• **任务要求**
请从这段讲解文本两端对齐解法的文字停下的地方接着写下去。

━━━ 文档片段

填充的空格数可以利用求余和求商解决。这里需要根据单词个数判断。
AC代码:
class Solution {
public:
vector<string> fullJustify(vector<string>& words, int maxWidth) {
vector<string> res;
//记录每一行的单词,以及单词的个数
vector<string> line;
//用于判断是否还能往这行中存单词
int len = 0;
//记录单词总长度
int wordsize = 0;
for(auto iter = words.begin(); iter != words.end(); ++iter) {
if(len + (*iter).size() <= maxWidth) {
line.push_back(*iter);
len = len + (*iter).size() + 1;
wordsize += (*iter).size();
}else {
int blank = maxWidth - wordsize;
int num = line.size();
string tmp;
if(num == 1) {
tmp = line[0].append(maxWidth-line[0].size(), ' ');
}else {
int bn = blank / (num-1);
int bm = blank % (num-1);
for(auto s : line) {
tmp += s;
tmp.append(bn, ' ');
if(bm != 0) {
tmp.append(1, ' ');
--bm;
}
}
tmp = tmp.substr(0, maxWidth);
}
res.push_back(tmp);
line.erase(line.begin(), line.end());
line.push_back(*iter);
wordsize = (*iter).size(), len = wordsize + 1;
}
}
//处理最后一行
if(line.size() != 0) {
string last;
for(auto s : line) last = last + s + ' ';
if(last.size() < maxWidth)

━━━━━━
━━━ 已存记录

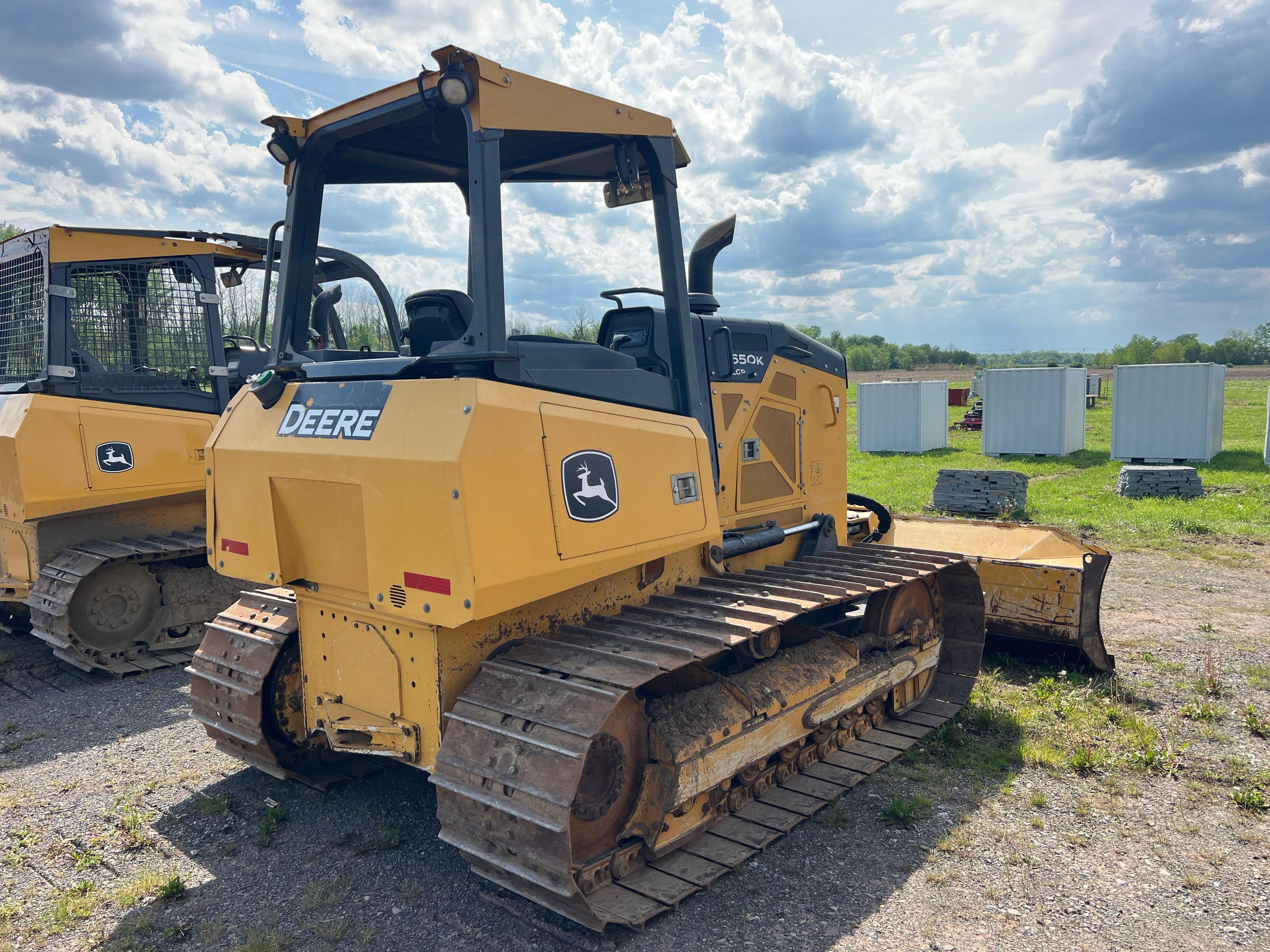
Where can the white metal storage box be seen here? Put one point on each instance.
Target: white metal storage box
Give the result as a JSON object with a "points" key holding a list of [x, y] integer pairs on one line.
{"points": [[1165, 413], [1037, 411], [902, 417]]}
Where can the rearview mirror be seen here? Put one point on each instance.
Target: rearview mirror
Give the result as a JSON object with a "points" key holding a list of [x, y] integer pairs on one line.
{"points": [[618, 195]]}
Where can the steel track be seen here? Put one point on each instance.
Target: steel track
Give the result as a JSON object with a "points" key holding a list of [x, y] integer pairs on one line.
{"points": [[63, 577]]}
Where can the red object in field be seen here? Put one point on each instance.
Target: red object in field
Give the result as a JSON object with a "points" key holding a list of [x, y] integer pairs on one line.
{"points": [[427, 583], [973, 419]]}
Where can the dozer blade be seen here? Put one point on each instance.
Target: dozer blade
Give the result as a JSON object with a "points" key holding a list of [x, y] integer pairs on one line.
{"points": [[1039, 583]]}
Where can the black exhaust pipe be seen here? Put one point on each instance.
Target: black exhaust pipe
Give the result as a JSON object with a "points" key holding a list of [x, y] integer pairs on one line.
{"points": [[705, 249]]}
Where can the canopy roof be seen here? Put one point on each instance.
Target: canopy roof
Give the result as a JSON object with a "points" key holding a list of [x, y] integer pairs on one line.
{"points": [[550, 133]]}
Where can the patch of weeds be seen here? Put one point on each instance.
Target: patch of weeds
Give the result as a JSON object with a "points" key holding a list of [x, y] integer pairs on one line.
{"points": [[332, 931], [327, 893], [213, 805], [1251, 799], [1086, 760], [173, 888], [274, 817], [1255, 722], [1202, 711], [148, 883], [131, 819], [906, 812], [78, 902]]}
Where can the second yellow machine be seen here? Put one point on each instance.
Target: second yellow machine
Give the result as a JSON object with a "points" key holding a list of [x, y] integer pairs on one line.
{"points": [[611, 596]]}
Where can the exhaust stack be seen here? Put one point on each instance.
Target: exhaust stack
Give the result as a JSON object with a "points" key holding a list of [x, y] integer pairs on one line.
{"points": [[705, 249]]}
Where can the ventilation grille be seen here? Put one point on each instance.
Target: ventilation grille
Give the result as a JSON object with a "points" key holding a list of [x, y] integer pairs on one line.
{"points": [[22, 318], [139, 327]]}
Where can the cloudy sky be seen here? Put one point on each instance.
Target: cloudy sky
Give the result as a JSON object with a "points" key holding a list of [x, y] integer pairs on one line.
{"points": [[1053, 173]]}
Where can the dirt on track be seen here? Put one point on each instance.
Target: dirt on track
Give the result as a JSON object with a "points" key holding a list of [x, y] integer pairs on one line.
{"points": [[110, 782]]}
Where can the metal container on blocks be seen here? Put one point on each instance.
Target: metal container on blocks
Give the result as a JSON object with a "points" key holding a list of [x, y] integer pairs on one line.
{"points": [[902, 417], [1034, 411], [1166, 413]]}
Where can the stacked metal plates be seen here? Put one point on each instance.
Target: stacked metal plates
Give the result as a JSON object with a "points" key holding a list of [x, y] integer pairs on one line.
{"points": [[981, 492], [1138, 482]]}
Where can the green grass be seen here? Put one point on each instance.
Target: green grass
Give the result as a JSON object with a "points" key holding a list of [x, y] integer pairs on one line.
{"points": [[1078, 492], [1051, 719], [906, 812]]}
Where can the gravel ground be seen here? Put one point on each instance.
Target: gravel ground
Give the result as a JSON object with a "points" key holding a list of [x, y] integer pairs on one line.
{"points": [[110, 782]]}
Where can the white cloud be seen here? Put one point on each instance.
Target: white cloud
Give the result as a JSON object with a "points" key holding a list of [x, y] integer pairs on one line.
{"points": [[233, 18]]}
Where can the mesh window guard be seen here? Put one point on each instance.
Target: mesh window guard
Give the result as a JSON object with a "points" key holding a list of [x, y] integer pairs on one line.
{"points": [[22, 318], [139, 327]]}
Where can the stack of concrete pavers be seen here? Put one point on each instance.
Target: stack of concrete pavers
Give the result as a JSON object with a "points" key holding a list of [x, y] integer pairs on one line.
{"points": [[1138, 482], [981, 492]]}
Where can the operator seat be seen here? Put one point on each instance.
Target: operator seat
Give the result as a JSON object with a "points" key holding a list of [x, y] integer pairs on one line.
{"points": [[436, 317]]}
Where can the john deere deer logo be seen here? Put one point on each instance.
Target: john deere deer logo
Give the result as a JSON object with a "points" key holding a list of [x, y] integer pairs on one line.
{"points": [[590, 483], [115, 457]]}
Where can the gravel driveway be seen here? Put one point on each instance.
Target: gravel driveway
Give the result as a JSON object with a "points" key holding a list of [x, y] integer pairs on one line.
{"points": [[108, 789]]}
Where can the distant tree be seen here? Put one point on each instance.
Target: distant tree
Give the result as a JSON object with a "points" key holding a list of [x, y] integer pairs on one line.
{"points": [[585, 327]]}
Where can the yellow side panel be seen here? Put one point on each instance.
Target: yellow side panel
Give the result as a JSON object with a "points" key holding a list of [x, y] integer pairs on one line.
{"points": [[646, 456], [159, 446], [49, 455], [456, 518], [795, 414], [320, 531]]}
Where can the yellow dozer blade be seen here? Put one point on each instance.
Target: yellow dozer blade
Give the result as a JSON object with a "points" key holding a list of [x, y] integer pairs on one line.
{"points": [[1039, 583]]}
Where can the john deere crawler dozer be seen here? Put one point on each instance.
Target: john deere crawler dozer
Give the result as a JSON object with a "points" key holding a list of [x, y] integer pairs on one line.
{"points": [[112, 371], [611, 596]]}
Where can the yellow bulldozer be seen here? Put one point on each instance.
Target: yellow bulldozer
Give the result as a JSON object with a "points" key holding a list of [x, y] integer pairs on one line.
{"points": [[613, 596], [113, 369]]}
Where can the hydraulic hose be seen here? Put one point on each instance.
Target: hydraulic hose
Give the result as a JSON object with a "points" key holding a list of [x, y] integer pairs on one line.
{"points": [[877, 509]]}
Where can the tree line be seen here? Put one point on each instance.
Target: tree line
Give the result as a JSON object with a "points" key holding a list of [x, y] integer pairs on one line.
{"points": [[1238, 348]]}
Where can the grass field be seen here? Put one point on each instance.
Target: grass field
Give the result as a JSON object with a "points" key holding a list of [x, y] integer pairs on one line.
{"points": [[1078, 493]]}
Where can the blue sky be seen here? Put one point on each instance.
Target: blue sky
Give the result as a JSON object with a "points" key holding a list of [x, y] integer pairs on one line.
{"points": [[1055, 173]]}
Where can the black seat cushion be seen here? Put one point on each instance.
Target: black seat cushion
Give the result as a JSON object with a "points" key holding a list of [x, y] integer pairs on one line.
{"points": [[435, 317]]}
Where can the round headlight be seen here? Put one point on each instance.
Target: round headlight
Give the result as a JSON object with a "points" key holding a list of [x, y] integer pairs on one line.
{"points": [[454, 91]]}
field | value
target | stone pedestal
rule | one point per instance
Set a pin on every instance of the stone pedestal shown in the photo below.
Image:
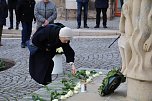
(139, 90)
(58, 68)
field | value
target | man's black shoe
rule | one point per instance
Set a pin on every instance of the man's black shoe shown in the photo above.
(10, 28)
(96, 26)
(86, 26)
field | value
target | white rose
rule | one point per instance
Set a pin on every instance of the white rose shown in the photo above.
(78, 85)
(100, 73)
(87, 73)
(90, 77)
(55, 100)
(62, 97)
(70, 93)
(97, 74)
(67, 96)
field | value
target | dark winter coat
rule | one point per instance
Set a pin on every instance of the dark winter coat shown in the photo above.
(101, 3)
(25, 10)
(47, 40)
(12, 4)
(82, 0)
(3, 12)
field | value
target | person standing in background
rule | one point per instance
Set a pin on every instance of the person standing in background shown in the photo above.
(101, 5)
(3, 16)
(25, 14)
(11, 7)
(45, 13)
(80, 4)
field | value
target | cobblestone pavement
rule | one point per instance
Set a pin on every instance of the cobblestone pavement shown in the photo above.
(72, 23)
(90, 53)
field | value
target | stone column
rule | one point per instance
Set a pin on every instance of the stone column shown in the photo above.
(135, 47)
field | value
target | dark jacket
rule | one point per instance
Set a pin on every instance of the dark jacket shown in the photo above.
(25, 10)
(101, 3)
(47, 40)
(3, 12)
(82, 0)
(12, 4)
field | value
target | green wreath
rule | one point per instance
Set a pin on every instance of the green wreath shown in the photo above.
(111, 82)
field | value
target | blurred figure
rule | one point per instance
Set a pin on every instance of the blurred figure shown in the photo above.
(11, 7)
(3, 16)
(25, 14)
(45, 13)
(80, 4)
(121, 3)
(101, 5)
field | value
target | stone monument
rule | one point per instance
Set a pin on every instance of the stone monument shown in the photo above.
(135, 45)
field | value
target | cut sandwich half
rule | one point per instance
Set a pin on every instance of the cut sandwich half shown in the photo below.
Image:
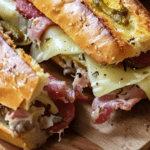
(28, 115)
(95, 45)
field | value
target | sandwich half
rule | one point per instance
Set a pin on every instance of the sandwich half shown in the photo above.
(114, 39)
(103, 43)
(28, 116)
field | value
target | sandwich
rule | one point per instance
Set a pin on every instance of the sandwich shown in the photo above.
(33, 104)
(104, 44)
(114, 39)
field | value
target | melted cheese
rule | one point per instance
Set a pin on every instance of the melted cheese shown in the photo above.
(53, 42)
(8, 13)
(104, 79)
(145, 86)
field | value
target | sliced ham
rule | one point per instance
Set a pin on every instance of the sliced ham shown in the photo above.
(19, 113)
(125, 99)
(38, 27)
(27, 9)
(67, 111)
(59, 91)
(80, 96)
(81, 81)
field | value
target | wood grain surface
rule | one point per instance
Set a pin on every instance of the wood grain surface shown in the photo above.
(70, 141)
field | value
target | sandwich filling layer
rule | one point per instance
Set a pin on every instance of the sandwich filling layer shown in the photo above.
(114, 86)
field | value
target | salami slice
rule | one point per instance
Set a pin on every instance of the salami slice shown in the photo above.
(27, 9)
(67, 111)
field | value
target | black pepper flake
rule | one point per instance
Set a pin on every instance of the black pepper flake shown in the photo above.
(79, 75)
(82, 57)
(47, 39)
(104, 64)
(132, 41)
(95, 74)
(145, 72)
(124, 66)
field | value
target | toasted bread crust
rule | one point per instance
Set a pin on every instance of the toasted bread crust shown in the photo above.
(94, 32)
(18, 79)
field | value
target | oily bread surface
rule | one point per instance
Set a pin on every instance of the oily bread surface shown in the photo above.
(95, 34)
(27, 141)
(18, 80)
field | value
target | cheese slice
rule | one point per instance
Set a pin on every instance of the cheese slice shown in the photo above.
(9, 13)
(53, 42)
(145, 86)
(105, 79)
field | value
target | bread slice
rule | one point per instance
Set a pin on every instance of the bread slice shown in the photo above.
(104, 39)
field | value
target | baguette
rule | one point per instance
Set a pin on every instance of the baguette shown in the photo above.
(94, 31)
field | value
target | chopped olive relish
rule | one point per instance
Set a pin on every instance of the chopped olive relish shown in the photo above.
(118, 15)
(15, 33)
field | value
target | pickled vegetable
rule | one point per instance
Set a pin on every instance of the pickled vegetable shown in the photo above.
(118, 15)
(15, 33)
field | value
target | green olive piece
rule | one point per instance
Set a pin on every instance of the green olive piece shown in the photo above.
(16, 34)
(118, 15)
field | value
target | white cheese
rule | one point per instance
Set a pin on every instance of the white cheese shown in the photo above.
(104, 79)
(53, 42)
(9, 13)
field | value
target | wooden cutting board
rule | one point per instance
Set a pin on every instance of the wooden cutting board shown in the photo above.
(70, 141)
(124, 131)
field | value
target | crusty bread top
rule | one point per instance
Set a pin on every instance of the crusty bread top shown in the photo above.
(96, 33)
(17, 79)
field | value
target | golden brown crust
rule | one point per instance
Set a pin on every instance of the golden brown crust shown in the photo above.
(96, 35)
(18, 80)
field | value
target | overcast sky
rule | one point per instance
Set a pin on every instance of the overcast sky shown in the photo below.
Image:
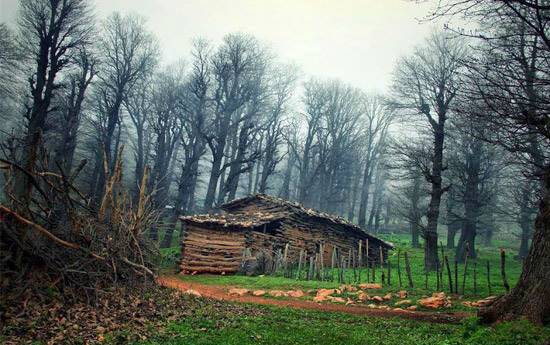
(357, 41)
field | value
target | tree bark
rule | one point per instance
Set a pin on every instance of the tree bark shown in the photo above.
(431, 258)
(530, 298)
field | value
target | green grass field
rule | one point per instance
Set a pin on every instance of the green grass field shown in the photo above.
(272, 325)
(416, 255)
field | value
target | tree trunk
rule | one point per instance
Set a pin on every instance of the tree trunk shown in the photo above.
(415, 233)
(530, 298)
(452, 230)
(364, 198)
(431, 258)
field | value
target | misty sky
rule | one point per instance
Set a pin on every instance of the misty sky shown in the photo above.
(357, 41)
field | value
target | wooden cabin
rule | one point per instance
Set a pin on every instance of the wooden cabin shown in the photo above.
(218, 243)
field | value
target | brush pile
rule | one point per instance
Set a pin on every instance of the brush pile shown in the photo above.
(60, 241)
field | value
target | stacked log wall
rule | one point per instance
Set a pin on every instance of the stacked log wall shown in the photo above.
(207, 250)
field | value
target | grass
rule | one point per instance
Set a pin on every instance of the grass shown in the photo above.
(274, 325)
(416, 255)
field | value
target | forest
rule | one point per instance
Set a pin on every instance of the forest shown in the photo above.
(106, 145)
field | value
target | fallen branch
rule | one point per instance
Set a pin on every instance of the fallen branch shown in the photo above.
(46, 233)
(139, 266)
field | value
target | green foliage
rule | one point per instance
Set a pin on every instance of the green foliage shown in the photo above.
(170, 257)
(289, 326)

━━━━━━

• **本题输出**
last = last.append(maxWidth-last.size(), ' ');
else
last = last.substr(0, maxWidth);
res.push_back(last);
}
return res;
}
};
x 的平方根
看到这道题,想到的就是二分法,但是在用的时候需要注意两个地方,一是考虑0和1特殊情况,二是考虑整数类型溢出的情况,把这两个情况考虑进去则就没问题了
AC代码:
class Solution {
public:
int mySqrt(int x) {
if (x < 2) return x==1?1:0;
int left = 0, right = x;
while(left < right) {
int mid = left + (right - left) / 2;
if((long long)mid * mid <= x) {
left = mid + 1;
} else {
right = mid;
}
}
return left - 1;
}
};
爬楼梯
解题思路,利用动态规划的思想,因为可以爬 1 或 2 个台阶,所以每个台阶的步数等于上面一个台阶的步数+上面两个台阶的步数。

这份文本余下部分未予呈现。